取り組む課題:
1 - 文書の抜粋を3文で要約する。
2 - 文書の抜粋の一部を引用する。「ドラマティックな展開や、濃密な心理描写に定評がある。」という語句がある箇所から始め、「大人な恋を描いた6つの物語をおさめたアンソロジー。」の後で止める。

文書の抜粋:
═══
そのほか『空と海のであう場所』、『永遠』など著書多数。
崎谷 はるひ(さきや はるひ)
1998年『永遠の雫』で作家デビューしたBLのヒットメーカー。
代表作は「ブルーサウンド」シリーズ、「慈英×臣」シリーズなどがある。
『トオチカ』で始めて女性主人公の恋愛小説を執筆した。
ドラマティックな展開や、濃密な心理描写に定評がある。
瀧羽 麻子(たきわ あさこ)
兵庫県生まれ。2004年京都大学経済学部卒業。会社勤めのかたわら執筆活動をしている。
2006年「まゆちゃん」で「きらら」携帯メール小説グランプリ06を受賞。2007年『うさぎパン』でダ・ヴィンチ文学賞を受賞。
そのほか、『はれのち、ブーケ』、『白雪堂化粧品マーケティング部峰村幸子の仕事と恋』などの著書がある。
どんな本?
大人な恋を描いた6つの物語をおさめたアンソロジー。
・女友達(江國 香織)
暴力癖のある雅彦となぜか別れない百々子が、幼馴染の多喜ちゃんの紹介で中華料理屋にて明日美さんと出会う。
・十二時間三十分(崎谷 はるひ)
ロンドン行の空港で、千里子が高校の同級生である井本くんと再会する。
・さようなら(小手鞠 るい)
═══
表示内容:
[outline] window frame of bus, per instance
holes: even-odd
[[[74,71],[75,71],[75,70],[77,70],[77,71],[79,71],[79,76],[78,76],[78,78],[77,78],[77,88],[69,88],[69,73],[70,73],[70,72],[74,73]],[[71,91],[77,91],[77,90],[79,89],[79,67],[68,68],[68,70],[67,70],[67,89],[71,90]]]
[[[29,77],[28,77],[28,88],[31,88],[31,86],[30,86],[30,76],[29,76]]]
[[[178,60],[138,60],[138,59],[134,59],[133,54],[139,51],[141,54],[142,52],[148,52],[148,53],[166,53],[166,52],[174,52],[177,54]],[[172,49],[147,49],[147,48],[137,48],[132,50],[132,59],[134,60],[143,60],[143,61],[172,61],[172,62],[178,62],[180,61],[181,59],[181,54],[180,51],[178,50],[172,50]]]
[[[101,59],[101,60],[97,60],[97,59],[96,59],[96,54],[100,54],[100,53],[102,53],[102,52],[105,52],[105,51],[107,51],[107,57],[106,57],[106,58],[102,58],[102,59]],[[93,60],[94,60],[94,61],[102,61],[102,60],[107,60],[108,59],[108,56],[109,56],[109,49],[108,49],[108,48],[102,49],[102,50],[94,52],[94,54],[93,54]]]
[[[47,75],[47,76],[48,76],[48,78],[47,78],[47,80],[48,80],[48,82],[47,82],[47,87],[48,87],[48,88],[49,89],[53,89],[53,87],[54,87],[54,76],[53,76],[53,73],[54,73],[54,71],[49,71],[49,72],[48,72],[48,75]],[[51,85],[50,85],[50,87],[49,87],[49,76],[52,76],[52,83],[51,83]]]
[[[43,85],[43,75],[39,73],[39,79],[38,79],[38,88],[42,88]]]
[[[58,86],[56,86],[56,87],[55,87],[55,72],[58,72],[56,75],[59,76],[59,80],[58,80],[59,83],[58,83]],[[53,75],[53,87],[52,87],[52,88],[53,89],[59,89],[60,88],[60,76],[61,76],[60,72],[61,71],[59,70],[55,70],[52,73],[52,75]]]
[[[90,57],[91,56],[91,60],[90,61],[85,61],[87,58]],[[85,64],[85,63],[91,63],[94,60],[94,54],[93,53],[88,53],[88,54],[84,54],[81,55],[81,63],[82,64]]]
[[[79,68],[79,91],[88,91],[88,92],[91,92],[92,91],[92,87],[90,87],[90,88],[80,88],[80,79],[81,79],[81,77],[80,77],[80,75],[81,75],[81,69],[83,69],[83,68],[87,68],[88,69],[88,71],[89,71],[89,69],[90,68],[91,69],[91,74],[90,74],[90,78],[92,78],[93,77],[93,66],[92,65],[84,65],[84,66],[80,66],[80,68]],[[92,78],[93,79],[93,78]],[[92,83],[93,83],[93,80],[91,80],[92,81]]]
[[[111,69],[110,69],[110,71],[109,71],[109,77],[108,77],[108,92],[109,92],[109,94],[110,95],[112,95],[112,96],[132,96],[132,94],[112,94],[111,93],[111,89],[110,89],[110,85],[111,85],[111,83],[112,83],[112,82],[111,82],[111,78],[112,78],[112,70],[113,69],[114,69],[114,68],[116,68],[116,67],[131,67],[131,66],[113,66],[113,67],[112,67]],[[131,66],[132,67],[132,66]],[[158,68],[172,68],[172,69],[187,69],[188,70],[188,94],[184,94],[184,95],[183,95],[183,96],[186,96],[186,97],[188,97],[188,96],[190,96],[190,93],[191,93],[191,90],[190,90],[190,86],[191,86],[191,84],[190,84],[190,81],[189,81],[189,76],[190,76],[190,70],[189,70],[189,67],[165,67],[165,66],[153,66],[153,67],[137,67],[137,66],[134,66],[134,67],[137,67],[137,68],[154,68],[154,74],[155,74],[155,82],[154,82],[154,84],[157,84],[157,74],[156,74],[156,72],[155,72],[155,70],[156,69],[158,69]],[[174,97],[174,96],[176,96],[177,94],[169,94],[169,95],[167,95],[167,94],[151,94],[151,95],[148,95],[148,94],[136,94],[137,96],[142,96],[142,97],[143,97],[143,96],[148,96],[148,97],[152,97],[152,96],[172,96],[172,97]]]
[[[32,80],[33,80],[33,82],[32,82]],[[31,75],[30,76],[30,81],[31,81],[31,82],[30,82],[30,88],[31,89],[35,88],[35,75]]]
═══
回答一覧:
1 - 崎谷はるひは1998年『永遠の雫』で作家デビューしたBLのヒットメーカーで、『トオチカ』で初めて女性主人公の恋愛小説を書いた。瀧羽麻子は兵庫県生まれで、会社勤めのかたわら執筆し、2007年『うさぎパン』でダ・ヴィンチ文学賞を受賞した。紹介されている本は、大人な恋を描いた6つの物語をおさめたアンソロジーである。

2 -
ドラマティックな展開や、濃密な心理描写に定評がある。
瀧羽 麻子(たきわ あさこ)
兵庫県生まれ。2004年京都大学経済学部卒業。会社勤めのかたわら執筆活動をしている。
2006年「まゆちゃん」で「きらら」携帯メール小説グランプリ06を受賞。2007年『うさぎパン』でダ・ヴィンチ文学賞を受賞。
そのほか、『はれのち、ブーケ』、『白雪堂化粧品マーケティング部峰村幸子の仕事と恋』などの著書がある。
どんな本?
大人な恋を描いた6つの物語をおさめたアンソロジー。